→ **Stated task**: Output the listing below verbatim, with every line unchanged and in its original order.

→ **Entries supplied**:
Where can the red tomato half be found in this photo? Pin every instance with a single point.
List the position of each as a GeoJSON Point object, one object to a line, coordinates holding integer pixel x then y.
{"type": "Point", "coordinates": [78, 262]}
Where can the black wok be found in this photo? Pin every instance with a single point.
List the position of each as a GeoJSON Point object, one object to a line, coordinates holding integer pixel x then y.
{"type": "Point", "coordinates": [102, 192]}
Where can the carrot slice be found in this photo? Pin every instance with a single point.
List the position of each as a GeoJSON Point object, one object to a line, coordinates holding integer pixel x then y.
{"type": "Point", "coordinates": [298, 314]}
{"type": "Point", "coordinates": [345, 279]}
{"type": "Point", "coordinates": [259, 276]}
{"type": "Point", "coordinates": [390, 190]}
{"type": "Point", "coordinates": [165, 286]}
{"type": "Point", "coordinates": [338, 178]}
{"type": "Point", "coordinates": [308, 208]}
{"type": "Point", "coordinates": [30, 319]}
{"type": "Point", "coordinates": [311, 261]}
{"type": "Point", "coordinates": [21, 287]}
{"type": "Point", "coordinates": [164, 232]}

→ **Full response**:
Where can the red tomato half be found in this photo? Pin every instance with a single point.
List the position of each as a GeoJSON Point object, one object to a line, coordinates holding integer pixel x then y.
{"type": "Point", "coordinates": [78, 262]}
Where can the black wok be found in this photo? Pin every instance with a single point.
List the position of each as a GeoJSON Point object, one object to a line, coordinates holding integer pixel x then y.
{"type": "Point", "coordinates": [102, 192]}
Where can the carrot slice be found in this photo? Pin every instance with a single point.
List the position of each as a GeoJSON Point object, one object to a line, coordinates holding integer pixel x then y.
{"type": "Point", "coordinates": [298, 314]}
{"type": "Point", "coordinates": [345, 279]}
{"type": "Point", "coordinates": [259, 276]}
{"type": "Point", "coordinates": [390, 190]}
{"type": "Point", "coordinates": [165, 286]}
{"type": "Point", "coordinates": [338, 178]}
{"type": "Point", "coordinates": [308, 208]}
{"type": "Point", "coordinates": [30, 319]}
{"type": "Point", "coordinates": [311, 261]}
{"type": "Point", "coordinates": [21, 287]}
{"type": "Point", "coordinates": [164, 232]}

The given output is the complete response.